[Excerpt to read — start]

A 2022 survey from the California Department of Fish and Wildlife once again turned up zero catches of the small fish once abundant in Sacramento.

SACRAMENTO COUNTY, Calif. — Scale-covered delta smelt fish were abundant in regions like the San Joaquin River and the Sacramento River throughout the 1970s and 1980s — but this is no longer the case.

The small fish was deemed "critically endangered" by the International Union for Conservation of Nature in 2012, and the population has decreased ever since.

A recent survey from the California Department of Fish and Wildlife noted the agency failed to catch any delta smelt in 2022 despite 61 sampling days between September and December.

Even the 12,942 marked adult delta smelt they released into the Sacramento River near Rio Vista in November failed to turn up in any sampling the agency ran on the region in December.

"While [the survey] did not catch any Delta Smelt, it does not mean there were no smelt present, but the numbers are very low and below the effective detection threshold by most sampling methods," said a California Department of Fish and Wildlife spokesperson.

There yet to be any catches of delta smelt in the agency's Fall Midwater Trawl Survey since 2017.

Continued threats to the species of small fish are "multiple and synergistic" according to the agency. They include:

  • Reduction in freshwater outflows
  • Entrainment losses to water diversion
  • High outflows
  • Changes in food organisms
  • Toxic substances
  • Disease, competition, and predation
  • Loss of genetic integrity
  • The University of California, Davis Fish Conservation and Culture Laboratory maintains a genetically diverse population of Delta Smelt in culture.

[Excerpt to read — finish]
[Extracted material — start]

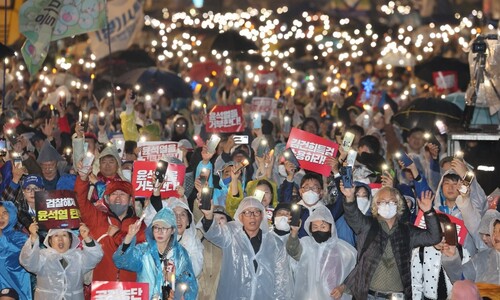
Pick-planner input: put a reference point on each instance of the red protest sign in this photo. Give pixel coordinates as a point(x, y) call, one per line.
point(57, 209)
point(446, 81)
point(461, 229)
point(119, 290)
point(143, 183)
point(227, 118)
point(154, 151)
point(311, 150)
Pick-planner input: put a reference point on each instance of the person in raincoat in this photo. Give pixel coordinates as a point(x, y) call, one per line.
point(254, 261)
point(324, 261)
point(161, 261)
point(12, 274)
point(60, 267)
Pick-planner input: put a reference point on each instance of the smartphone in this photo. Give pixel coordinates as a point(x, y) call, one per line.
point(450, 234)
point(346, 173)
point(296, 210)
point(263, 148)
point(213, 143)
point(206, 198)
point(240, 139)
point(259, 195)
point(257, 121)
point(161, 170)
point(3, 147)
point(289, 156)
point(348, 140)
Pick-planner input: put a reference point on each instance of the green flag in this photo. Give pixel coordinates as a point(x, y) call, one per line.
point(43, 21)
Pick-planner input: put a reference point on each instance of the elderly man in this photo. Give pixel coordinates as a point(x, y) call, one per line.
point(385, 242)
point(254, 261)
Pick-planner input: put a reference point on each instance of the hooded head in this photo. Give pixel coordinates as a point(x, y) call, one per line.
point(246, 215)
point(317, 223)
point(61, 240)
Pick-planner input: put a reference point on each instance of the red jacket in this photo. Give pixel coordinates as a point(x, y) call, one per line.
point(98, 223)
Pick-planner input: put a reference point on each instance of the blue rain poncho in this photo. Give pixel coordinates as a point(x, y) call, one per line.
point(144, 259)
point(52, 280)
point(322, 266)
point(238, 279)
point(12, 274)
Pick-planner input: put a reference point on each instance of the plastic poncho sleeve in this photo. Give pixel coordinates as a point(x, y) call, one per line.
point(92, 255)
point(130, 259)
point(232, 202)
point(129, 129)
point(30, 257)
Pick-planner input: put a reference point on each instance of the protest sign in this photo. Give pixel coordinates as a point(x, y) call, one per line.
point(119, 290)
point(311, 150)
point(57, 209)
point(461, 229)
point(143, 182)
point(155, 151)
point(267, 107)
point(227, 118)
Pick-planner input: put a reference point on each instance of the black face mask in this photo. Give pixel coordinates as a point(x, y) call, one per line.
point(320, 236)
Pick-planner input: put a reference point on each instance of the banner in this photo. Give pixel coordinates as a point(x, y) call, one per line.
point(461, 229)
point(267, 107)
point(119, 290)
point(143, 183)
point(43, 21)
point(57, 209)
point(125, 18)
point(446, 81)
point(227, 119)
point(155, 151)
point(311, 150)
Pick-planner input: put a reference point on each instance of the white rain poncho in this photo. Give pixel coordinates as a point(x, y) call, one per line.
point(322, 266)
point(54, 281)
point(238, 279)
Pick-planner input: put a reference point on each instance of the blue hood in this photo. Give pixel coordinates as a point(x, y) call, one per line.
point(165, 214)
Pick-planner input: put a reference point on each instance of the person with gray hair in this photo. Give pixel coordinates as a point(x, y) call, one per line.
point(254, 261)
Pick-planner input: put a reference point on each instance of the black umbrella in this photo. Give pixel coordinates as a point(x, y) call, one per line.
point(426, 69)
point(424, 112)
point(231, 40)
point(151, 79)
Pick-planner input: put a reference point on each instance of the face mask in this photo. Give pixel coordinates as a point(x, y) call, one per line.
point(387, 211)
point(363, 204)
point(310, 197)
point(320, 236)
point(281, 223)
point(127, 174)
point(118, 209)
point(282, 171)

[Extracted material — finish]

:: Requirement ::
Transcribe the delta smelt article above word for word, from "Even the 12,942" to "and Wildlife spokesperson.".

:: Answer section ::
Even the 12,942 marked adult delta smelt they released into the Sacramento River near Rio Vista in November failed to turn up in any sampling the agency ran on the region in December.

"While [the survey] did not catch any Delta Smelt, it does not mean there were no smelt present, but the numbers are very low and below the effective detection threshold by most sampling methods," said a California Department of Fish and Wildlife spokesperson.